- [STATED GOAL 1]:
In the storytelling transcript, which two chat programs does the speaker say he used as a teenager?
- [STATED GOAL 2]:
Translate this sentence from the storytelling transcript into Spanish: "I was a teenager living in the Western suburbs of Sydney."
- [STATED GOAL 3]:
According to the storytelling transcript, why did the speaker usually hide his ethnicity in online chats?

- [PAGE EXTRACT]:
****************

This week – Gary Paramanathan works at the intersection of arts, culture and community. Born in Sri Lanka and raised in Australia, Gary has written and directed a number of short films, including for ABC iView. He has written feature essays and recounted personal narratives, but this was his first attempt at telling a story to a live audience. Gary Paramarathan.


I want to take you back in time. It was 2002, I was a teenager. I won’t tell you exactly how old I was because I’m a basic gay man trying to protect his age.

*Audience laughs*

I was a teenager living in the Western suburbs of Sydney. Kelly Clarkson had been crowned the winner of the first ever American Idol; anyone remembers that? And R Kelly had just been convicted of sex with minors, and, if I recall correctly, peeing on some young woman. This was is a pleasure I was yet to understand or experience. Not sex with minors, just being peed on by grown men. 

*Audience laughs*

It’s all right.

*Audience continues laughing, and claps* 

I was blasting Hot in Here by Nelly on my stereo. Does anyone remember that? And I was dancing to Work It on the tele by Missy Elliot; that’s an amazing music video. And, yes, I was making mix tapes on my Sony Discman. I was young, just as cute, but probably not as loved. You see we now live in these amazing times. Well, kind of fucked up times still, but remember we had John Howard back then. That’s how you lose a teenage erection. You think of good ole Jonny.

*Audience laughs*

So we had John Howard back then. And back then, we had no identity politics. I mean, sure, people like me existed – people of colour, queer – but we didn’t have the voice that is granted now. PoCs, pronouns, and… Well, I don’t have a third P, though it could be Presidents being peed on by Prussian sex workers. Right? That’s a thing now.

Back to my story: I was a piece of shit, in colour and in attraction. In fact, I was described as just that by not one but two people during that year. They said I looked like a piece of shit because I was  brown. And because I ate curry, I was clearly seeping curry through my pores, and so I must smell like it too. 

I was on ICQ and MSN Messenger. Now, who here knows what that is? 

*Audience whoops*

Hands up. Right? The good ole days. I am getting old. Who here has used it? Hands up. There you go. And now who here has used the gay chat groups on those programs? Anyone?

*Groups of audience members chuckle* 

Filthy animals, all of you. I was one of you. 

I was on those chat groups, searching, yearning for a connection, far away, locked up in my suburban homes in the rims of Parramatta – yes, I said “rim.” One of my first and most memorable experiences of ICQ was chatting to a guy, who had sent me a highly pixelated photo, when that was a thing.  I was too awkward and closeted to share one. I refused to send one back. He was nice enough to continue. 

The words NPNC hadn’t been coined yet, as in, “No pic, no chat.” The Grindr users here know what I’m talking about. I’d like to think I am funny now, but I certainly believed I was funny back then.

*Audience laughs*

You need some skills. I kept up most of the banter on ICQ and MSN Messenger with my humour, and managed to charm this guy like most of the people I spoke to. He asked me, “So, where’s your family from, Sydney or somewhere else?” I usually hide my ethnicity because I was literally the only Sri Lankan who was gay in Sydney at that time.

*Audience laughs*

Truly. I was one in three-point-something-million. Speaking of which, is there any Sri Lankans who are gay? Oh, my God. There you go! Things are changing, clearly.

****************

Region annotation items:
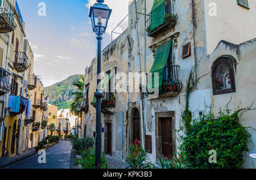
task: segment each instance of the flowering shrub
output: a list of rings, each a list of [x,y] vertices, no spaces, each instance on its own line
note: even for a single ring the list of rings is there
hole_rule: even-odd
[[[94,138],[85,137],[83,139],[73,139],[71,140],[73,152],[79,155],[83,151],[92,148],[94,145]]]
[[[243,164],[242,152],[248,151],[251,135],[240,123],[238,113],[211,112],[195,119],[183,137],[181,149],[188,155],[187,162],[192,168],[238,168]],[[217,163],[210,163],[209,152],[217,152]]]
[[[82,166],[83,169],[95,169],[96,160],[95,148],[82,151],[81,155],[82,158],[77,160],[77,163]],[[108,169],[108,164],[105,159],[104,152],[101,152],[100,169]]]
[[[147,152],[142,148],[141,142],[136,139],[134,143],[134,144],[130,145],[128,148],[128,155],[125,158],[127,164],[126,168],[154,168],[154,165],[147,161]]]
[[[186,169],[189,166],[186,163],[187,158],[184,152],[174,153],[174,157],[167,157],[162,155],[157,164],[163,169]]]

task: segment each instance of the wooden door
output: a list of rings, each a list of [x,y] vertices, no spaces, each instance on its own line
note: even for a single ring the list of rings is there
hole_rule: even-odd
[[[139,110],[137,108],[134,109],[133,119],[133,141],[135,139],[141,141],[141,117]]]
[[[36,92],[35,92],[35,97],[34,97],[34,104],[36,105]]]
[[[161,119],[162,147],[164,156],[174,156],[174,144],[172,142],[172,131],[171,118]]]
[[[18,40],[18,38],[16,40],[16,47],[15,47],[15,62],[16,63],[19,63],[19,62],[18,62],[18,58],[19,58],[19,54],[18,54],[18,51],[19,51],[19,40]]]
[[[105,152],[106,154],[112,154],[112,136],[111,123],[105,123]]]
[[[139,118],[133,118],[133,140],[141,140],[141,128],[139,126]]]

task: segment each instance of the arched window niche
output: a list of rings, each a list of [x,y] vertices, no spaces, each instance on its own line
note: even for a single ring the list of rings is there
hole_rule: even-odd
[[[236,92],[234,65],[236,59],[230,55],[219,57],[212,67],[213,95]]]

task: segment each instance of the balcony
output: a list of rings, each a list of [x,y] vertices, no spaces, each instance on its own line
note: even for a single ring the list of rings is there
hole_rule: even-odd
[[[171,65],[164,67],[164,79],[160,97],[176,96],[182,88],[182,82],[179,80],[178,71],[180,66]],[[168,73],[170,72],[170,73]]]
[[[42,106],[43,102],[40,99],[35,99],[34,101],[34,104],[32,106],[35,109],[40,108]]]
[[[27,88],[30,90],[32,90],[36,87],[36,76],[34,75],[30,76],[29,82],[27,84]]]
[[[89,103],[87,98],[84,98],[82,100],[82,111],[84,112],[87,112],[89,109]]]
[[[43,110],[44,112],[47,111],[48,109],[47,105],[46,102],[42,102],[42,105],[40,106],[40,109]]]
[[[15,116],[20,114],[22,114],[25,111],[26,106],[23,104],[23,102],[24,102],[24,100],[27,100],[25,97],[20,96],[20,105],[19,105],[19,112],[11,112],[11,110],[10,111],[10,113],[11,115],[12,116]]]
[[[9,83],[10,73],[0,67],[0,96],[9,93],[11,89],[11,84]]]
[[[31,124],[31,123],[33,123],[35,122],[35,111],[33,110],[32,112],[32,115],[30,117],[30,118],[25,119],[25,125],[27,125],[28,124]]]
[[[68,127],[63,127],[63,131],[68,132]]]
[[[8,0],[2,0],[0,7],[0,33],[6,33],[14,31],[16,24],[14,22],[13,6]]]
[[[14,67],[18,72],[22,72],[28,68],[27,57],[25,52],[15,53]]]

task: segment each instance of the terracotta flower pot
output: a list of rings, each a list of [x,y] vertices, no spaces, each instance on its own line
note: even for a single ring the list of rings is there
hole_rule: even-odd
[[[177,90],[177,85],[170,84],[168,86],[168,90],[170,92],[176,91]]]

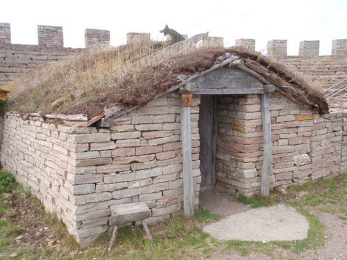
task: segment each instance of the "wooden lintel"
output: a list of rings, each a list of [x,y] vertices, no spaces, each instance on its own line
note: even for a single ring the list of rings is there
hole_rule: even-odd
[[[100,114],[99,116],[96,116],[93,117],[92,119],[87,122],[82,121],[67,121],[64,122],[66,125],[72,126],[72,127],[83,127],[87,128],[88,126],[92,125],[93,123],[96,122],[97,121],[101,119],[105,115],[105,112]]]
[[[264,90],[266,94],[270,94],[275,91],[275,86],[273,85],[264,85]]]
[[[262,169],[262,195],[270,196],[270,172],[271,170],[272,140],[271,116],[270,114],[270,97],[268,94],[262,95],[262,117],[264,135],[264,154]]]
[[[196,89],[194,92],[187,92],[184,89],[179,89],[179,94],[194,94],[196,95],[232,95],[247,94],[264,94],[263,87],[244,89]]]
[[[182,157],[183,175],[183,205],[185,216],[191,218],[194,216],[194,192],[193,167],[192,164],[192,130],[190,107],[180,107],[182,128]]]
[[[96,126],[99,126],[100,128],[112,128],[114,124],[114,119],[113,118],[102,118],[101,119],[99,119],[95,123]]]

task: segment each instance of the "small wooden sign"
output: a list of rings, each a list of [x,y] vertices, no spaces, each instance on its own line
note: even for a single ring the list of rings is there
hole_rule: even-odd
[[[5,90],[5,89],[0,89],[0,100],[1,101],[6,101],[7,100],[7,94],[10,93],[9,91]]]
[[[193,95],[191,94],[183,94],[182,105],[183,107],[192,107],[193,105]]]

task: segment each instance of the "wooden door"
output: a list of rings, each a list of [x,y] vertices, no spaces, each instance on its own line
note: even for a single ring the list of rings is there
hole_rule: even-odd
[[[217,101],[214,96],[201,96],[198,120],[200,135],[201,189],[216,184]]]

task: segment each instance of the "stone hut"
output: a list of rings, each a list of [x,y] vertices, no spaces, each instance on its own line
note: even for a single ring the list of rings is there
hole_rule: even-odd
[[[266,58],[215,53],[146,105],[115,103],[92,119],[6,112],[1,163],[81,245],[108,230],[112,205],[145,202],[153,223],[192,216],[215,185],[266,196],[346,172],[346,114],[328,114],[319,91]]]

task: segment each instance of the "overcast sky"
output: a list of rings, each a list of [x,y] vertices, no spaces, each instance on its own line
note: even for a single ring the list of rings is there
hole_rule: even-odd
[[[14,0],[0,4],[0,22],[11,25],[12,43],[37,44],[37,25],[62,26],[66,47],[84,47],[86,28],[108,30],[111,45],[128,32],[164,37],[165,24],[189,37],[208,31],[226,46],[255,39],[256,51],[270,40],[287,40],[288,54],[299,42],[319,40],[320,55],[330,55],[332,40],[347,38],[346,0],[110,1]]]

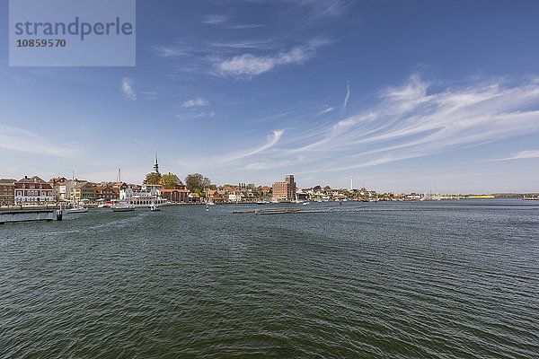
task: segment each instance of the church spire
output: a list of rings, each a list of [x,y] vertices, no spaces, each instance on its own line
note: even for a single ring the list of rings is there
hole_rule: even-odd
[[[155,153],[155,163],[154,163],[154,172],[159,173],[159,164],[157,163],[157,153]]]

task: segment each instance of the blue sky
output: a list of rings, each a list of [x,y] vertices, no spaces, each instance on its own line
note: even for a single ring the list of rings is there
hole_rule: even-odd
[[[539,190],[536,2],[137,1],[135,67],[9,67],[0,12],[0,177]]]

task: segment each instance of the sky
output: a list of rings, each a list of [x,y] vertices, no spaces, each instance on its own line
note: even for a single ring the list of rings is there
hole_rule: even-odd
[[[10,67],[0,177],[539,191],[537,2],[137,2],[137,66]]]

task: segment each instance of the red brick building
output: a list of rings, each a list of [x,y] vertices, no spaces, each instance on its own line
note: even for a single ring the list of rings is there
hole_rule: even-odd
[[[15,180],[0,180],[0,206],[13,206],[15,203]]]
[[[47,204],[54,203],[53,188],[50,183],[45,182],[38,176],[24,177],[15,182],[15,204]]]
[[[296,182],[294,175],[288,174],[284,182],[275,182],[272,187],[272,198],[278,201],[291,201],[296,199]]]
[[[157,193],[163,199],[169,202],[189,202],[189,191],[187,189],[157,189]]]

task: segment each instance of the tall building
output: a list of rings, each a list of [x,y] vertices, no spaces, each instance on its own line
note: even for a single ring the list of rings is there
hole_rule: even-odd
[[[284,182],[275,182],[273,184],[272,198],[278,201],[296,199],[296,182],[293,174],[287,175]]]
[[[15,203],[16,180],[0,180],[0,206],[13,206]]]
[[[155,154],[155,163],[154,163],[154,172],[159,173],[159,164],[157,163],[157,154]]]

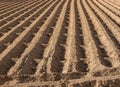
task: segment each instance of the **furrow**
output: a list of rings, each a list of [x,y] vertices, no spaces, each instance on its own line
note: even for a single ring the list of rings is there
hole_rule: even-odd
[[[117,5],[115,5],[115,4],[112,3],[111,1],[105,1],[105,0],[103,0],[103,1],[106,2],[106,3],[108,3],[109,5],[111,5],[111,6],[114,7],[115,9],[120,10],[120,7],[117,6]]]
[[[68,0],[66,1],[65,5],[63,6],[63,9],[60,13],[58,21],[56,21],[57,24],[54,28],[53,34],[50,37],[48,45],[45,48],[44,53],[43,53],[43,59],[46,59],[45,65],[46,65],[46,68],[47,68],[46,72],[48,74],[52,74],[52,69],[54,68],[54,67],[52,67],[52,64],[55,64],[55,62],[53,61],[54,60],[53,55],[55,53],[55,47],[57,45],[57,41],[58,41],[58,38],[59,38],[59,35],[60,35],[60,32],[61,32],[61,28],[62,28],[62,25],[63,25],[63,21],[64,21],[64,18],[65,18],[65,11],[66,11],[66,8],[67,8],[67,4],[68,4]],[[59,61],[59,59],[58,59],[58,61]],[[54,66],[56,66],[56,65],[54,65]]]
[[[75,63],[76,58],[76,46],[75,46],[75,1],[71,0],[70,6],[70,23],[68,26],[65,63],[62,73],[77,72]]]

****************

- [PROBLEM SOLUTION 1]:
ICQ and MSN Messenger

- [PROBLEM SOLUTION 2]:
Era un adolescente que vivía en los suburbios del oeste de Sídney.

- [PROBLEM SOLUTION 3]:
He usually hid it because he was literally the only gay Sri Lankan in Sydney at that time.